This code shows how to train a Bi-Encoder for the MS Marco dataset (https://github.com/microsoft/MSMARCO-Passage-Ranking).

The code is based on the work done in this notebook:
https://github.com/UKPLab/sentence-transformers/blob/master/examples/training/ms_marco/train_bi-encoder_mnrl.py

The queries and passages are passed independently to the transformer network to produce fixed sized embeddings.
These embeddings can then be compared using cosine-similarity to find matching passages for a given query.

For training, we use MultipleNegativesRankingLoss. There, we pass triplets in the format:
(query, positive_passage, negative_passage)

Negative passage are hard negative examples, that were mined using different dense embedding methods and lexical search methods.
Each positive and negative passage comes with a score from a Cross-Encoder. This allows denoising, i.e. removing false negative
passages that are actually relevant for the query.

We make use of the ClincalBERT model since we wish to train a model that can rank clincal trial data
"""
import sys
import json
from torch.utils.data import DataLoader
from sentence_transformers import SentenceTransformer, LoggingHandler, util, models, evaluation, losses, InputExample
import logging
from datetime import datetime
import gzip
import os
import tarfile
from collections import defaultdict
from torch.utils.data import IterableDataset
import tqdm
from torch.utils.data import Dataset
import random
import pickle


train_batch_size = 32
max_seq_length = 300
model_name = 'medicalai/ClinicalBERT'
max_passages = 0
num_epochs = 10
pooling = 'mean'
negs_to_use = None
warmup_steps = 1000
lr = 2e-5
num_negs_per_system = 5
use_pre_trained_model = True
use_all_queries = False
ce_score_margin = 3.0

# Load our embedding model
logging.info("use pretrained SBERT model")
model = SentenceTransformer(model_name, device = 'cuda')
model.max_seq_length = max_seq_length

model_save_path = 'output/train_bi-encoder-mnrl-{}-margin_{:.1f}-{}'.format(model_name.replace("/", "-"), ce_score_margin, datetime.now().strftime("%Y-%m-%d_%H-%M-%S"))


### Now we read the MS Marco dataset
data_folder = 'msmarco-data'

#### Read the corpus files, that contain all the passages. Store them in the corpus dict
corpus = {}         #dict in the format: passage_id -> passage. Stores all existent passages
collection_filepath = os.path.join(data_folder, 'collection.tsv')
if not os.path.exists(collection_filepath):
    tar_filepath = os.path.join(data_folder, 'collection.tar.gz')

▸ Dataset excerpts:
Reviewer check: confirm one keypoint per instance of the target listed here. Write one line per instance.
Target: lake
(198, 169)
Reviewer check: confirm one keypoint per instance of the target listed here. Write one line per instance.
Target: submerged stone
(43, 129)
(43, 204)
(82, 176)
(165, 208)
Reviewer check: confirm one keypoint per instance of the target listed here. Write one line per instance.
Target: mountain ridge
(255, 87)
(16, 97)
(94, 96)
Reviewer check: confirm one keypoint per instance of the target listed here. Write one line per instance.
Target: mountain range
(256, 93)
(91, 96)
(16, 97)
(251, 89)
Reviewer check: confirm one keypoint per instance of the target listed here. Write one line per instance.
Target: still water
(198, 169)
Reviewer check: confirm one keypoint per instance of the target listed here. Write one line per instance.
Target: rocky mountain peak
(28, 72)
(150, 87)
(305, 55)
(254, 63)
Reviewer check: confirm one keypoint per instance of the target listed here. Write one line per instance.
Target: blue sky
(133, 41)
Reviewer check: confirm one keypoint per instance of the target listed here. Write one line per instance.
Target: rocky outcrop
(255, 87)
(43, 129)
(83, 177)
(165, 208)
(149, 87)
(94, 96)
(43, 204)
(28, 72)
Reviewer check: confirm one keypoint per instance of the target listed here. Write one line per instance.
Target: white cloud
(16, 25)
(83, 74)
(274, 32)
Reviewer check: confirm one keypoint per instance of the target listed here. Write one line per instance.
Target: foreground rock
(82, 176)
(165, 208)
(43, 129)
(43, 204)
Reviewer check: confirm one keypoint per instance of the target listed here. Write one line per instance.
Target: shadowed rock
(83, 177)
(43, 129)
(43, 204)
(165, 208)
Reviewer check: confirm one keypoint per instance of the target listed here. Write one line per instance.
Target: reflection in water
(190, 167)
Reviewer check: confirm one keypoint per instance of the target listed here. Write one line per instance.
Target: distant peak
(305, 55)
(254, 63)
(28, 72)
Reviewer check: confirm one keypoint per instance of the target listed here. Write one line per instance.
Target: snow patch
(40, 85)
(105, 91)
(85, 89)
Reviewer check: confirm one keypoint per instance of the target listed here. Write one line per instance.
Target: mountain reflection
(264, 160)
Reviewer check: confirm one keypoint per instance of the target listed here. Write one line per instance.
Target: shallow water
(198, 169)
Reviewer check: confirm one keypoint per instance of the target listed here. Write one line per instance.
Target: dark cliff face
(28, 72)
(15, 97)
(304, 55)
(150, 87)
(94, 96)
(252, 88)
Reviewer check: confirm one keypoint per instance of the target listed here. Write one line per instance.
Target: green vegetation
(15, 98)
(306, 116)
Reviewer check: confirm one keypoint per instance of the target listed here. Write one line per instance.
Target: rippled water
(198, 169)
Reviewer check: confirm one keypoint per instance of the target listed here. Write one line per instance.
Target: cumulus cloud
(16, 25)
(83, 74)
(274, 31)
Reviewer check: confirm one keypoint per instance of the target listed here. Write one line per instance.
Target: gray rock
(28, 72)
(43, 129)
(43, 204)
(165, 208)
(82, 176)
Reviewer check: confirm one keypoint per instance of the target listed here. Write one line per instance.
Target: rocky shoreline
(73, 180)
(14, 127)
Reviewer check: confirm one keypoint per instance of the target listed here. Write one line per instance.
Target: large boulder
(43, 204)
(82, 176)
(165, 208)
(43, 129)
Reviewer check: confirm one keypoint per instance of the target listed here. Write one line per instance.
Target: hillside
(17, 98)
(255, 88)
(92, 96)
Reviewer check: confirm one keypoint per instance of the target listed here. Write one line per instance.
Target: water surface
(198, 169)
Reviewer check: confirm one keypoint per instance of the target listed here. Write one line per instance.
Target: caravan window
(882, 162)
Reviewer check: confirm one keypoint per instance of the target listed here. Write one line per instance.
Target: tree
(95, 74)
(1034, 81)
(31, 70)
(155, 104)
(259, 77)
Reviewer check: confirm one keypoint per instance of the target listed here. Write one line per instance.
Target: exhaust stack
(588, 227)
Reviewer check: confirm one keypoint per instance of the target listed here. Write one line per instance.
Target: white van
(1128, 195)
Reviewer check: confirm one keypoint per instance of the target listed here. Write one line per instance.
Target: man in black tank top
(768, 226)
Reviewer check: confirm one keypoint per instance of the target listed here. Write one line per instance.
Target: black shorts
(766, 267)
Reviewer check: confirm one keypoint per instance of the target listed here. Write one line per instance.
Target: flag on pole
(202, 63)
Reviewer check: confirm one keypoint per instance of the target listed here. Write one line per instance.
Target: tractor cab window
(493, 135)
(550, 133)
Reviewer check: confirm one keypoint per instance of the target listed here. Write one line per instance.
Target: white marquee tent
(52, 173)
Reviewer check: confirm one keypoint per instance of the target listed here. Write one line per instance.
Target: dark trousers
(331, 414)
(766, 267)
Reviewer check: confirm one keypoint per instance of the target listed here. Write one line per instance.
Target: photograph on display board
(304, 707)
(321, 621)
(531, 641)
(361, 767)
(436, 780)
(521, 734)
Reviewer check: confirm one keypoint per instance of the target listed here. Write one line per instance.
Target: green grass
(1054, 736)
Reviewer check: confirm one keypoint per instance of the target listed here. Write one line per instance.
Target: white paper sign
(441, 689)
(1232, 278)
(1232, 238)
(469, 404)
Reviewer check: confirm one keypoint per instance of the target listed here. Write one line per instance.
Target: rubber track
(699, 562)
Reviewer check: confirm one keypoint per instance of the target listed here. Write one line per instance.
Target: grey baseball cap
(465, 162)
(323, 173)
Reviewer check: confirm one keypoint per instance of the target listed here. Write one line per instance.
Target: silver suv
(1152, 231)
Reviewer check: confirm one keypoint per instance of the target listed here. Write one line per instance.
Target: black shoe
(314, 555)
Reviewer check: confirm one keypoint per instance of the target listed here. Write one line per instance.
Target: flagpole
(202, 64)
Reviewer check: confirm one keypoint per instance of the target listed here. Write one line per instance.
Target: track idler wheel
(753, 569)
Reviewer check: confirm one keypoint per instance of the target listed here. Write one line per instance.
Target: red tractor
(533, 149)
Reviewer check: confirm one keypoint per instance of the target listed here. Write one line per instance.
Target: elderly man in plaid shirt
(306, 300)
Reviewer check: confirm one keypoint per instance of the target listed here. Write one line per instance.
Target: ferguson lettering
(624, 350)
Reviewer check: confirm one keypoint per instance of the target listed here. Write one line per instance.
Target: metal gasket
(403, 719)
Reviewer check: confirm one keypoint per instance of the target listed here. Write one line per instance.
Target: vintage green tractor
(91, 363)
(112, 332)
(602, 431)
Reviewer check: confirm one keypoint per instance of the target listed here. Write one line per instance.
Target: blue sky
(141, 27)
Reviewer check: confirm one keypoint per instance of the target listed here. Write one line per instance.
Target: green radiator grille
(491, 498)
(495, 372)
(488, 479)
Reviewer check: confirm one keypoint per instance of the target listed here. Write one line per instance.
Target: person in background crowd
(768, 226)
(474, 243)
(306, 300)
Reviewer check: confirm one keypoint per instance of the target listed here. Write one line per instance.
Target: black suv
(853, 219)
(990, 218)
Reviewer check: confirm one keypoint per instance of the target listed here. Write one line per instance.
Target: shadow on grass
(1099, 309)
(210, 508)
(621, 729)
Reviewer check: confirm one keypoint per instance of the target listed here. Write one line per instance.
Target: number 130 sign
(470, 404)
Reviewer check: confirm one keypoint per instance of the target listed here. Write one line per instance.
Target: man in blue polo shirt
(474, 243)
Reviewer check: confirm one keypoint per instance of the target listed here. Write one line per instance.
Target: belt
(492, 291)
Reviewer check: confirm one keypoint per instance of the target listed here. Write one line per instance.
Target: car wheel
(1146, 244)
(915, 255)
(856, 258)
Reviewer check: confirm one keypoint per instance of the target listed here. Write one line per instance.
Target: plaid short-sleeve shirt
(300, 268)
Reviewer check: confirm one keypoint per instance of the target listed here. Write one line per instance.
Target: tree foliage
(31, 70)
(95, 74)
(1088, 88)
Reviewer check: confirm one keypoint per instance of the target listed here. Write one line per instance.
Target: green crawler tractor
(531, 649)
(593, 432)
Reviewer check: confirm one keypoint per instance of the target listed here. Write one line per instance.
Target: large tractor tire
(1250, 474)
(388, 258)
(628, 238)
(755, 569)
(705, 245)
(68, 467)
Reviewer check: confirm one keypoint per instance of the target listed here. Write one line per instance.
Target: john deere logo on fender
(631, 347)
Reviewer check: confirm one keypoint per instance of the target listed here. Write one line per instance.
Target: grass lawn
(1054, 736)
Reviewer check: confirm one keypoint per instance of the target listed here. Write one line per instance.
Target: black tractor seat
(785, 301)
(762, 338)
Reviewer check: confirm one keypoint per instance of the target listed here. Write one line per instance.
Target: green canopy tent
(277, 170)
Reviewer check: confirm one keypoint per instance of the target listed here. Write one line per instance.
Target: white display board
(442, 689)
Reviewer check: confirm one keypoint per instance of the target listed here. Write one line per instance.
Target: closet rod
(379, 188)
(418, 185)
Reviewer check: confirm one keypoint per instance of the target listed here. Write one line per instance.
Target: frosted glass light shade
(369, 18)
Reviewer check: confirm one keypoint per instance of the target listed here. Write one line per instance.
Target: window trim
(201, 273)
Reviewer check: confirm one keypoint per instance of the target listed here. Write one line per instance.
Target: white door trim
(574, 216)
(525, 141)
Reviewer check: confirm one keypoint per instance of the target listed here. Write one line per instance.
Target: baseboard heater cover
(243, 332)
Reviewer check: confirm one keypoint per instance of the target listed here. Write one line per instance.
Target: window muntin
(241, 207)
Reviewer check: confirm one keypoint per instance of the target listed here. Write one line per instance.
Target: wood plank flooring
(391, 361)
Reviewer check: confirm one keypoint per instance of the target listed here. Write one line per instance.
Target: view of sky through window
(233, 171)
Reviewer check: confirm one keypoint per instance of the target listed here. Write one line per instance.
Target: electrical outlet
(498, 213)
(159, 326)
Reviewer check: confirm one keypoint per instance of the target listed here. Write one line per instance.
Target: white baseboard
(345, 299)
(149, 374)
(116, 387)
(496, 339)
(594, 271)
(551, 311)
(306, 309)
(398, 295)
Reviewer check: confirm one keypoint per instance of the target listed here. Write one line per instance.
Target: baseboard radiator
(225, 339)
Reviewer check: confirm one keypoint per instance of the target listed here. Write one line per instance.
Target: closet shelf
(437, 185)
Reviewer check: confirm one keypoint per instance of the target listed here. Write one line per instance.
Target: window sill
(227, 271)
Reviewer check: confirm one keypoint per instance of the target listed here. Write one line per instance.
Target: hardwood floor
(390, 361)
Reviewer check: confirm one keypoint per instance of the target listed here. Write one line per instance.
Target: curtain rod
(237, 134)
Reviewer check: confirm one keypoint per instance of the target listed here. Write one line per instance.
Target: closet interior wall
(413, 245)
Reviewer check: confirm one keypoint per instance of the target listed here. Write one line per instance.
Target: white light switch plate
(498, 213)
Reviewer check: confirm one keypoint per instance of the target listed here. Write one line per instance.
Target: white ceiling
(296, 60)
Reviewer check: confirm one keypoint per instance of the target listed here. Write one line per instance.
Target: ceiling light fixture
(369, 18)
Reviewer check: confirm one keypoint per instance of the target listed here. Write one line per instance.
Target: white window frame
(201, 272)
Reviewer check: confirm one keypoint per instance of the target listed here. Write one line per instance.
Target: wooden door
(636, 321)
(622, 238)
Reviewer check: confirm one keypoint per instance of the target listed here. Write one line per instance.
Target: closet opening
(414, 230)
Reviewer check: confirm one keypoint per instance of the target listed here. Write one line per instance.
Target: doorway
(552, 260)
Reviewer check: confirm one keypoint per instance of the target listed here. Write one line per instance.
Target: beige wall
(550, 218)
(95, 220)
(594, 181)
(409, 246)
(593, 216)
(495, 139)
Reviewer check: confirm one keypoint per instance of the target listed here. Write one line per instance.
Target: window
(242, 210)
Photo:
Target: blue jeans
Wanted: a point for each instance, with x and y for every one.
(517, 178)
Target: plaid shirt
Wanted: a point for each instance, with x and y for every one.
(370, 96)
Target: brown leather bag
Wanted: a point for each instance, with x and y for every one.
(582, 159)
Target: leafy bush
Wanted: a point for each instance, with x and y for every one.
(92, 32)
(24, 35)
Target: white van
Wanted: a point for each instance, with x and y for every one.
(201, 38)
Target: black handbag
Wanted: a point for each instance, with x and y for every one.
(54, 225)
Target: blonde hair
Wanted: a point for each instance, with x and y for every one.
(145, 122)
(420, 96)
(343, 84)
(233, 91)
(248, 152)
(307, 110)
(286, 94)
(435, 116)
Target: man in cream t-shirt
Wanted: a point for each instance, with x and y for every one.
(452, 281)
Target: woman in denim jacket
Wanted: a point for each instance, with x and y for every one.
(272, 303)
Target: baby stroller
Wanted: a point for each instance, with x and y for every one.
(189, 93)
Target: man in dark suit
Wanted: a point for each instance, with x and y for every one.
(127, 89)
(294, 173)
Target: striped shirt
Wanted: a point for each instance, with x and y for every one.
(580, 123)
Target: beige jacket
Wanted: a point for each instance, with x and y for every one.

▸ Directions:
1: What loss function does the Bi-Encoder training script use for training?
2: Carry on the Bi-Encoder training script from the point where it stops.

▸ Answers to this exercise:
1: MultipleNegativesRankingLoss.

2:
    if not os.path.exists(tar_filepath):
        logging.info("Download collection.tar.gz")
        util.http_get('https://msmarco.blob.core.windows.net/msmarcoranking/collection.tar.gz', tar_filepath)

    with tarfile.open(tar_filepath, "r:gz") as tar:
        tar.extractall(path=data_folder)

logging.info("Read corpus: collection.tsv")
with open(collection_filepath, 'r', encoding='utf8') as fIn:
    for line in fIn:
        pid, passage = line.strip().split("\t")
        pid = int(pid)
        corpus[pid] = passage


### Read the train queries, store in queries dict
queries = {}        #dict in the format: query_id -> query. Stores all training queries
queries_filepath = os.path.join(data_folder, 'queries.train.tsv')
if not os.path.exists(queries_filepath):
    tar_filepath = os.path.join(data_folder, 'queries.tar.gz')
    if not os.path.exists(tar_filepath):
        logging.info("Download queries.tar.gz")
        util.http_get('https://msmarco.blob.core.windows.net/msmarcoranking/queries.tar.gz', tar_filepath)

    with tarfile.open(tar_filepath, "r:gz") as tar:
        tar.extractall(path=data_folder)


with open(queries_filepath, 'r', encoding='utf8') as fIn:
    for line in fIn:
        qid, query = line.strip().split("\t")
        qid = int(qid)
        queries[qid] = query


# Load a dict (qid, pid) -> ce_score that maps query-ids (qid) and paragraph-ids (pid)
# to the CrossEncoder score computed by the cross-encoder/ms-marco-MiniLM-L-6-v2 model
ce_scores_file = os.path.join(data_folder, 'cross-encoder-ms-marco-MiniLM-L-6-v2-scores.pkl.gz')
if not os.path.exists(ce_scores_file):
    logging.info("Download cross-encoder scores file")
    util.http_get('https://huggingface.co/datasets/sentence-transformers/msmarco-hard-negatives/resolve/main/cross-encoder-ms-marco-MiniLM-L-6-v2-scores.pkl.gz', ce_scores_file)

logging.info("Load CrossEncoder scores dict")
with gzip.open(ce_scores_file, 'rb') as fIn:
    ce_scores = pickle.load(fIn)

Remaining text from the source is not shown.